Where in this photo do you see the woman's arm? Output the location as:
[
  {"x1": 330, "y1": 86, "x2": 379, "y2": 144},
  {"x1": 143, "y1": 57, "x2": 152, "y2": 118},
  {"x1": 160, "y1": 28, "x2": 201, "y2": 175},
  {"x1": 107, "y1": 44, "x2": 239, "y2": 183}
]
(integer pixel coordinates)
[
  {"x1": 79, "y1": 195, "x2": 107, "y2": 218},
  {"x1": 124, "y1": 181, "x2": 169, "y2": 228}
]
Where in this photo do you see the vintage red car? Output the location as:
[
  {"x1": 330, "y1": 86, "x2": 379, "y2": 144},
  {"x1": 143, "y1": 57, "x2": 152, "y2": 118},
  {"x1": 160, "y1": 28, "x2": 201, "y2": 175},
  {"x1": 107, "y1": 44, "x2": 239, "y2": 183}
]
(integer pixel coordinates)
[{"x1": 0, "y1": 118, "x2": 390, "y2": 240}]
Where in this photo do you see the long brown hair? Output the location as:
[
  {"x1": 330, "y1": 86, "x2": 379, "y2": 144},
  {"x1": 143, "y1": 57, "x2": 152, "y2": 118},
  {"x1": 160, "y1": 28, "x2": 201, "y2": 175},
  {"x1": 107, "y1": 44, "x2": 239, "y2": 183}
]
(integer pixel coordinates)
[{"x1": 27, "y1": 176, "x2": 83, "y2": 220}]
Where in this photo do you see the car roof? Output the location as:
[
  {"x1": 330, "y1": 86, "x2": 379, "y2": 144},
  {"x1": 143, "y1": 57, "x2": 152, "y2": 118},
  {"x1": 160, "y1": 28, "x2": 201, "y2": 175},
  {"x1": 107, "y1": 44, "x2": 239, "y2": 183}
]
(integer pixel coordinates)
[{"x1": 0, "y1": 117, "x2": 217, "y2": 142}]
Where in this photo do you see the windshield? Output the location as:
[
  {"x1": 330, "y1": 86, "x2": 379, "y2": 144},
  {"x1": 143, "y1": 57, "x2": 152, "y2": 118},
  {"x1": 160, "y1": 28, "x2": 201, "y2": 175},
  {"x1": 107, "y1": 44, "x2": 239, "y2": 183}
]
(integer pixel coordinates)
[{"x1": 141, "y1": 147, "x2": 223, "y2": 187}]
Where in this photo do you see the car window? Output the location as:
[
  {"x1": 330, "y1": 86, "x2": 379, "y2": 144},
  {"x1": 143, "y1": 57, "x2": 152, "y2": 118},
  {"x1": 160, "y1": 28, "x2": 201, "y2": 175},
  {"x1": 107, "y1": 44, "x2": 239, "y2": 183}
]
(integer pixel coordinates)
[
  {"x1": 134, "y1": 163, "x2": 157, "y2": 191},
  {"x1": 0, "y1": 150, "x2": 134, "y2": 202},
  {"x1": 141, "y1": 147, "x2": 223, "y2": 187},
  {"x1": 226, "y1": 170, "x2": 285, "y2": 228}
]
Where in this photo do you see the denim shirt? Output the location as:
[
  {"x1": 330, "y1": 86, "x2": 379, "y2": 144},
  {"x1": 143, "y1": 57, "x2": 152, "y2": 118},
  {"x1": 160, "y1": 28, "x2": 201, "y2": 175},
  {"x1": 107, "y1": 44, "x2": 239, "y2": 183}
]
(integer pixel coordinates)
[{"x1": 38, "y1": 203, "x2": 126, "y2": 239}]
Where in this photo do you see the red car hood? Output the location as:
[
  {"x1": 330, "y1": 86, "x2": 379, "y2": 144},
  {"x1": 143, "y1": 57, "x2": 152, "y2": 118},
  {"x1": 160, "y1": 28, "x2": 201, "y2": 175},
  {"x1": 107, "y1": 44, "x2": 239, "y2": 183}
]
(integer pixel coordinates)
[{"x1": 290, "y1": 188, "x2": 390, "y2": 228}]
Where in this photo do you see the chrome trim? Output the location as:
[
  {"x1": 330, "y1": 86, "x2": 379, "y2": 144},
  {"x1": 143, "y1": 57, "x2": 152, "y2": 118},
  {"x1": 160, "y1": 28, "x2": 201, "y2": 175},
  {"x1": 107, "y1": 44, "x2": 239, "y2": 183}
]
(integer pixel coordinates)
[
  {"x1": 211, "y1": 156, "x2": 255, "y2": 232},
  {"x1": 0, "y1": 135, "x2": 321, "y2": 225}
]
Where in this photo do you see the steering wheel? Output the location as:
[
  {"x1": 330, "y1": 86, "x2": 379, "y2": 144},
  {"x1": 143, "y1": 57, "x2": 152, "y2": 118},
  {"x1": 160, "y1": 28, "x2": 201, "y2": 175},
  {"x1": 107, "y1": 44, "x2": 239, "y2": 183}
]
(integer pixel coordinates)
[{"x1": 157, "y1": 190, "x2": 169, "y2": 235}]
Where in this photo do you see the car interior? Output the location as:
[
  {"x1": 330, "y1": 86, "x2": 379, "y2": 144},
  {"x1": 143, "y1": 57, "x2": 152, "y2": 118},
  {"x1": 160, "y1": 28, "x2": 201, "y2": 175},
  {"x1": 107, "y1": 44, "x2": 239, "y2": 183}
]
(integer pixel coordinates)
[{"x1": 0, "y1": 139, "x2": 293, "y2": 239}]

## Exercise
Write out again, unchanged, the part of the records from the line containing "Where in this photo do you see the car interior?" through the end of the records, including both ends.

## Task result
Where in this photo do you see the car interior? Output the location as:
[
  {"x1": 330, "y1": 86, "x2": 379, "y2": 144},
  {"x1": 143, "y1": 57, "x2": 152, "y2": 118},
  {"x1": 160, "y1": 28, "x2": 201, "y2": 175},
  {"x1": 107, "y1": 44, "x2": 239, "y2": 183}
]
(integer pixel coordinates)
[{"x1": 0, "y1": 139, "x2": 293, "y2": 239}]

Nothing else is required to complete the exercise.